WRITTEN TASK:
Without omitting anything, retype the data that follows.

Object point labels:
--- BEGIN ---

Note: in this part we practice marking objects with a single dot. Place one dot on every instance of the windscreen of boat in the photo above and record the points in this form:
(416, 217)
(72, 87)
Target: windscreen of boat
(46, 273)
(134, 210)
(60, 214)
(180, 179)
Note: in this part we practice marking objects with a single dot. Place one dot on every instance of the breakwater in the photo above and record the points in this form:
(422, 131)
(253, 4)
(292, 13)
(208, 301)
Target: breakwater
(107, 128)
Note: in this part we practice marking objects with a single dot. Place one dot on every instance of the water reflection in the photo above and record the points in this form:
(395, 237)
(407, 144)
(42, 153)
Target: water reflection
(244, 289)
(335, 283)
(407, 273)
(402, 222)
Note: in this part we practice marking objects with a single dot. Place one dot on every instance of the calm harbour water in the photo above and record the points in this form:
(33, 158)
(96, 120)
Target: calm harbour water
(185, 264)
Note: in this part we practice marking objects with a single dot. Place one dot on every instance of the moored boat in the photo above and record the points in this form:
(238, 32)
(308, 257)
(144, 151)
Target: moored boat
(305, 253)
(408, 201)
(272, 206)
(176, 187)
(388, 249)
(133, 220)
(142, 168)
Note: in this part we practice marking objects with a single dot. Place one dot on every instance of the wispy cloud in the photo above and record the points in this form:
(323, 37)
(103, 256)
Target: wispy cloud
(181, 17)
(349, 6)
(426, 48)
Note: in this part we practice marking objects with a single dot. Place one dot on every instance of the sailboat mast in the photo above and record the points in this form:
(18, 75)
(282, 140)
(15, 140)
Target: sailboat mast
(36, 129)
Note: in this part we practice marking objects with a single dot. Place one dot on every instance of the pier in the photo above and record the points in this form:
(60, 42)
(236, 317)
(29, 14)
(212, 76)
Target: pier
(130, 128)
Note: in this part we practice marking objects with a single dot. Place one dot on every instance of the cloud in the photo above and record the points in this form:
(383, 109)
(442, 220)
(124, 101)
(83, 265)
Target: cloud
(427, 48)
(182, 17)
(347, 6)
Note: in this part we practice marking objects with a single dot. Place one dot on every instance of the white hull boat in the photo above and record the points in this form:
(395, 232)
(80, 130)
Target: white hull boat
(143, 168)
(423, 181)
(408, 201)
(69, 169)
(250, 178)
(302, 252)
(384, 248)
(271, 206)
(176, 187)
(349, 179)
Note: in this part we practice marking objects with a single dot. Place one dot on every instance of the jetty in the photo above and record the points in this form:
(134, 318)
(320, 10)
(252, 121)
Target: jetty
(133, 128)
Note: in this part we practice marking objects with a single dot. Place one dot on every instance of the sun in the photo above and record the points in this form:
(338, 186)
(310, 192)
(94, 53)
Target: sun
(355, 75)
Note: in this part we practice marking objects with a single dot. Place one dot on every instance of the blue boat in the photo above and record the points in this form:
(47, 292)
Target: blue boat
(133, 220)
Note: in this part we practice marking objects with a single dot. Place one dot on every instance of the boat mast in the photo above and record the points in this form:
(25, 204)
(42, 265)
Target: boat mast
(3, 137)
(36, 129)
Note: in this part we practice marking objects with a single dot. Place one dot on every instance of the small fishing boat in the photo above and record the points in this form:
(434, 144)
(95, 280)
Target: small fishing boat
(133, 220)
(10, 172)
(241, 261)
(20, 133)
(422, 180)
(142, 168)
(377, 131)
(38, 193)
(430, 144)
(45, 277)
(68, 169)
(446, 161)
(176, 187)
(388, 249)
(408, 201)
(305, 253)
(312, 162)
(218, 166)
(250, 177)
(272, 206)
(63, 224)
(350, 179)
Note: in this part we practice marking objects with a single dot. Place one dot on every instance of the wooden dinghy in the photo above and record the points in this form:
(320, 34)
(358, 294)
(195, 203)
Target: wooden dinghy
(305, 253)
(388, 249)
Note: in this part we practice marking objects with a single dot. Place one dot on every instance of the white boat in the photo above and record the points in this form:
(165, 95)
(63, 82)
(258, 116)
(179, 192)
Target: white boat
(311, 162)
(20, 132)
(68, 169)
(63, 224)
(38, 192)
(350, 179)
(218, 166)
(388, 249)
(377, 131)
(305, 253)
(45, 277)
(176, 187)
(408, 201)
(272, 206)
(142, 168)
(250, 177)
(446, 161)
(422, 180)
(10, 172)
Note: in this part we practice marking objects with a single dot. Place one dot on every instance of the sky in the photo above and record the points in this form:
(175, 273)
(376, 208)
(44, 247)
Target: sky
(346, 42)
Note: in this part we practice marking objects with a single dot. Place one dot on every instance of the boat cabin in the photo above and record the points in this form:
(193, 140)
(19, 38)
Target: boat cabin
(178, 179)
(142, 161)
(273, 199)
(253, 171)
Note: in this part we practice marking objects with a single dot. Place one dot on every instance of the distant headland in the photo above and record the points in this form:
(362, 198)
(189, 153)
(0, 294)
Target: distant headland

--- END ---

FINISHED EXERCISE:
Note: in this part we practice marking objects with a single dot. Place one dot on every instance of the windscreen of boat in the photo above and record the points in this form:
(416, 217)
(72, 87)
Target: windscreen of boat
(46, 273)
(134, 210)
(60, 214)
(180, 179)
Note: in this part we practice marking objects with a single dot. Place one dot on every instance of the breakwater in the photo above and record the points in this form:
(422, 131)
(253, 4)
(292, 13)
(208, 301)
Target: breakwater
(107, 128)
Note: in this part we practice marking objects with a single dot. Place one dot on every instance of the water reflection in the photo above and record the points in this form:
(395, 237)
(407, 144)
(42, 153)
Target: water reflection
(244, 289)
(335, 283)
(407, 273)
(402, 222)
Note: in this part we practice marking objects with a single dot. Place one dot on every instance of the calm harbour water in the photo above and record the points in this form:
(33, 158)
(96, 120)
Target: calm harbour water
(185, 264)
Note: in this part we practice marking objects with a single dot. Place one dot on every instance of the moored boat in the photo above and record the points in this form:
(238, 32)
(308, 257)
(144, 151)
Target: moored boat
(305, 253)
(408, 201)
(272, 206)
(176, 187)
(388, 249)
(133, 220)
(142, 168)
Note: in this part we practice marking objects with a single dot. Place one dot on every instance of the wispy cloud in the photo above and record the points in this form:
(323, 37)
(103, 256)
Target: wispy cloud
(181, 17)
(349, 6)
(426, 48)
Note: in this part we practice marking objects with a single dot. Place one dot on every instance of the sailboat mast in the photo above and record the points in this form:
(18, 75)
(282, 140)
(15, 140)
Target: sailboat mast
(36, 129)
Note: in this part we practice marking objects with a single dot. Place one dot on every instance of the pier in the photo above and record the points in this form:
(60, 42)
(236, 317)
(29, 14)
(212, 76)
Target: pier
(130, 128)
Note: in this part we practice marking objects with a single dot. Place one dot on every instance of the cloud in the photo above and record the points in this form:
(383, 109)
(442, 220)
(124, 101)
(83, 265)
Target: cloud
(427, 48)
(182, 17)
(347, 6)
Note: in this part we practice marking objects with a single dot. Place one dot on every instance of the white hull boat in the photo above and record the points in this form:
(395, 232)
(80, 130)
Target: white hull boat
(143, 168)
(423, 181)
(408, 201)
(69, 169)
(250, 178)
(302, 252)
(384, 248)
(271, 206)
(176, 187)
(349, 179)
Note: in this part we practice marking objects with a single dot. Place one dot on every instance of the jetty in the photo above and record the points in this form:
(134, 318)
(320, 10)
(252, 121)
Target: jetty
(133, 128)
Note: in this part we practice marking objects with a single dot. Place one dot on every instance of the sun in the photo above and record the points in this form:
(338, 186)
(310, 192)
(94, 53)
Target: sun
(355, 75)
Note: in this part we practice marking objects with a single dot. Place one dot on every instance of the blue boat in the photo above and record the points in this form:
(47, 292)
Target: blue boat
(133, 220)
Note: in this part we practice marking objects with a single dot. Place one dot on every instance of the boat mast in the photo above and record the points in this form:
(25, 204)
(42, 265)
Target: boat mast
(3, 137)
(36, 129)
Note: in this part we practice marking objects with a single dot. Place one dot on every instance of the small fishing boat in the photo above and record the points in this form:
(434, 144)
(95, 280)
Target: small fishing boat
(133, 220)
(10, 172)
(241, 261)
(20, 133)
(422, 180)
(142, 168)
(377, 131)
(38, 193)
(430, 144)
(45, 277)
(68, 169)
(446, 161)
(176, 187)
(388, 249)
(408, 201)
(305, 253)
(312, 162)
(218, 166)
(250, 177)
(272, 206)
(63, 224)
(350, 179)
Note: in this part we practice marking objects with a single dot. Place one dot on every instance of the wooden dinghy in the photo above and record the points in this form:
(320, 34)
(358, 294)
(195, 203)
Target: wooden dinghy
(305, 253)
(388, 249)
Note: in this part we practice marking objects with a single dot. Place one dot on every instance of the white boat in the photo above and record the points in this form:
(165, 95)
(63, 82)
(258, 116)
(179, 192)
Target: white boat
(311, 162)
(20, 132)
(68, 169)
(63, 224)
(38, 192)
(350, 179)
(218, 166)
(388, 249)
(377, 131)
(305, 253)
(45, 277)
(176, 187)
(408, 201)
(272, 206)
(142, 168)
(250, 177)
(446, 161)
(422, 180)
(10, 172)
Note: in this part we practice marking objects with a single dot. Place one dot on every instance of the sky in the photo above and record the points in this form:
(175, 273)
(376, 208)
(44, 247)
Target: sky
(346, 42)
Note: in this part we practice marking objects with a single dot. Place one dot on every instance of the boat cabin in the photo above and record the points in this form:
(193, 140)
(19, 38)
Target: boat cabin
(178, 179)
(142, 161)
(273, 199)
(253, 171)
Note: in this part we practice marking objects with a single dot. Place one dot on every instance of the distant headland in the photo above and record the points in this form:
(362, 198)
(189, 153)
(0, 294)
Target: distant headland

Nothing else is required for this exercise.